◆ Excerpted records ◆
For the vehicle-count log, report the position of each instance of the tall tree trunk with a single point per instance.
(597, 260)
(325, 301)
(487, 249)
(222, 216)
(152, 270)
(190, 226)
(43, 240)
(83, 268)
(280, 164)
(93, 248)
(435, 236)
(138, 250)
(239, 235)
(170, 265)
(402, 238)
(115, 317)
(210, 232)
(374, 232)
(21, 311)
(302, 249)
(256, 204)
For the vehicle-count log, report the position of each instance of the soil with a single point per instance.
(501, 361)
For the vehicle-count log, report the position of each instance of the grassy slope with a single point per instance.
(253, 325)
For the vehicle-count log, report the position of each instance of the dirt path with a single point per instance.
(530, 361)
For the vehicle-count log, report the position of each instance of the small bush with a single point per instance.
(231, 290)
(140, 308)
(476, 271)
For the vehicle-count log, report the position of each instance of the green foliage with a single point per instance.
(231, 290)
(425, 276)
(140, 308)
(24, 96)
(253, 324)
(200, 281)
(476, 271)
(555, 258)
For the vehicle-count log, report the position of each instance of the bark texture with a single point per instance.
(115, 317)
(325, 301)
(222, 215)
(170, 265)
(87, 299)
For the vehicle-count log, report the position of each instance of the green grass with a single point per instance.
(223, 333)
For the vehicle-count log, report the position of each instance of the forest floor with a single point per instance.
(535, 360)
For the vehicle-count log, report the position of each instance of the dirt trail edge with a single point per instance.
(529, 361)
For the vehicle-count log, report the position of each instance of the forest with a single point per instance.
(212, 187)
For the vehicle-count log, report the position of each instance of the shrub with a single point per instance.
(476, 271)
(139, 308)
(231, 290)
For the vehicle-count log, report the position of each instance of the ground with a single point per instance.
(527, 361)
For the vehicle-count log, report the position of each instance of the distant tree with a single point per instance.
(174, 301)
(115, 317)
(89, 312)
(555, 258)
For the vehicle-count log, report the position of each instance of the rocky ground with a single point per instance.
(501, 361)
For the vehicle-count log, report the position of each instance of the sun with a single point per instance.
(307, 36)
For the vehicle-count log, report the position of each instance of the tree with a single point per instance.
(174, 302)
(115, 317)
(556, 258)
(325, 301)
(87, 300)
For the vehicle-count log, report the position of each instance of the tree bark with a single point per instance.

◆ Work instructions ◆
Reproduce word for word the part of the items that opens with the line containing "rocky ground with a single point per instance." and runs to the end of the items.

◆ The answer ◆
For the vehicle-count log, report the position of each instance of the rocky ground with a single point per instance.
(501, 361)
For the vehicle-count log, report the position of each instance of the sun with a single point per instance.
(307, 36)
For the vehicle-count log, report the position of each instance of the tree with a single point per instance.
(174, 302)
(115, 317)
(556, 258)
(325, 301)
(87, 300)
For the vehicle-count log, report the position of each instance of the tree bark with a single point per instance.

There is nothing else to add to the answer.